Brief: Reproduce every line of the records below verbatim, without changing a single character.
Records to use start
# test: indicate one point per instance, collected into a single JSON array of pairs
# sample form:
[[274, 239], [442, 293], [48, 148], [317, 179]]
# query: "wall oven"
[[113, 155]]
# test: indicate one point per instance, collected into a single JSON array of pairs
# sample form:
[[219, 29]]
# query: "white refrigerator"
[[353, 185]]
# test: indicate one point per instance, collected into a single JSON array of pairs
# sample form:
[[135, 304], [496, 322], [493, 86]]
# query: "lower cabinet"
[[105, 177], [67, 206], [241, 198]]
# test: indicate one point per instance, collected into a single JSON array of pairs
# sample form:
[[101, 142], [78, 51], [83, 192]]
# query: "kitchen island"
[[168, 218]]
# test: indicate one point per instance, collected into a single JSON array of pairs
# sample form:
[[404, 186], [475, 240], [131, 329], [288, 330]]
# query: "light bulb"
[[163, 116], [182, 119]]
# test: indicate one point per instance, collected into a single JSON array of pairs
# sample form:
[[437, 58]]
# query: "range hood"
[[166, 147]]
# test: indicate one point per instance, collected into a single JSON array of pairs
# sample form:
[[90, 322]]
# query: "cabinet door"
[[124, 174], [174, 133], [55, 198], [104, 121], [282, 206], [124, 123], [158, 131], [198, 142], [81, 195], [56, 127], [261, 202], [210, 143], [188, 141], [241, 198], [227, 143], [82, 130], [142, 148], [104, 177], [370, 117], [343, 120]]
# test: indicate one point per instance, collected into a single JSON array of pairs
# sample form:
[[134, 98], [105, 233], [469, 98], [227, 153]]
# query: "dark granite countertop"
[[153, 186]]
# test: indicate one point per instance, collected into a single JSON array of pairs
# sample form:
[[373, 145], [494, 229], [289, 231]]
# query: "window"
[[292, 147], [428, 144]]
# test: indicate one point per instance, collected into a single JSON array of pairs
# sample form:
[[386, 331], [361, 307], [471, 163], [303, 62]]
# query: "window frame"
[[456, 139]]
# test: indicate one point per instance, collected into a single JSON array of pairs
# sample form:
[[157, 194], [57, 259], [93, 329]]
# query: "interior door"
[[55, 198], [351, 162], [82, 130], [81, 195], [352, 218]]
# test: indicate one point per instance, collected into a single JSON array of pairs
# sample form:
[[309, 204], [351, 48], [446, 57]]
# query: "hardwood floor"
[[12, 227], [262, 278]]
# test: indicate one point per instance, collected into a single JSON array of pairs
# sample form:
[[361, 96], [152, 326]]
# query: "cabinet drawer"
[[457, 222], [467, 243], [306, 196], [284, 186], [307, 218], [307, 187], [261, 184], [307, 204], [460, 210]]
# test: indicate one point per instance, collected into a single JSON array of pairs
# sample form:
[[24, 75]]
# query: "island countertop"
Records to use end
Answer to the problem:
# test: indicate one point per instance, collected into a single JSON array of pairs
# sample form:
[[274, 239], [442, 293], [48, 148], [317, 179]]
# query: "wall oven"
[[113, 155]]
# test: indicate one point per instance, collected into a single JSON array of pairs
# sample form:
[[219, 29]]
# query: "white refrigerator"
[[353, 185]]
# test: indicate one point per instance, collected into a single JSON array of pairs
# sample form:
[[135, 304], [496, 322], [493, 86]]
# query: "lower cabinet"
[[105, 177], [67, 206], [241, 198]]
# test: indicate one point per instance, collected into a single JSON array of pairs
# sample form:
[[101, 142], [78, 51], [83, 192]]
# query: "kitchen island"
[[168, 218]]
# test: indicate one point per instance, collected into a single JSON array of pairs
# sample form:
[[404, 186], [475, 240], [131, 329], [288, 330]]
# query: "light bulb"
[[163, 116], [182, 119]]
# test: indicate one point per instance, collected into a single JSON array of pairs
# sample form:
[[437, 58]]
# query: "range hood"
[[166, 147]]
# test: indicate one point per instance, collected into a single JSON array of pairs
# sample form:
[[90, 322]]
# query: "cabinet door"
[[124, 174], [174, 133], [55, 198], [104, 121], [282, 206], [124, 123], [158, 131], [198, 142], [81, 195], [56, 127], [261, 202], [210, 143], [188, 141], [241, 198], [227, 143], [82, 130], [142, 148], [104, 177], [370, 117], [343, 120]]
# test: indicate one point per instance, collected into a single JSON array of pairs
# sample form:
[[134, 98], [105, 233], [469, 98], [227, 153]]
# query: "dark granite countertop"
[[153, 186]]
# test: indicate one point per instance, collected into a single JSON array of pairs
# sample form:
[[373, 145], [494, 229], [289, 231]]
# query: "window"
[[292, 147], [428, 144]]
# test: indicate one point per instance, collected into a single JSON array of pairs
# sample form:
[[386, 331], [361, 307], [471, 163], [303, 62]]
# query: "window frame"
[[456, 139]]
# test: indicate one point per instance, collected into a single JSON array of pairs
# sample form:
[[157, 194], [57, 259], [93, 329]]
# query: "interior door"
[[55, 198], [351, 162], [82, 130], [81, 195], [352, 218]]
# test: indicate one point per instance, collected into a single JSON array of pairs
# sample form:
[[309, 204], [351, 48], [446, 57]]
# query: "hardwood floor"
[[12, 227], [262, 278]]
# test: indicate one point per instance, collected into a single JSON array of pairs
# sample form:
[[361, 96], [152, 326]]
# query: "cabinet drawer"
[[457, 222], [467, 243], [306, 196], [284, 186], [307, 218], [307, 187], [261, 184], [307, 204], [460, 210]]
# test: indicate one point per instance, collected into a single JSON array of pairs
# sample form:
[[24, 75]]
# query: "island countertop"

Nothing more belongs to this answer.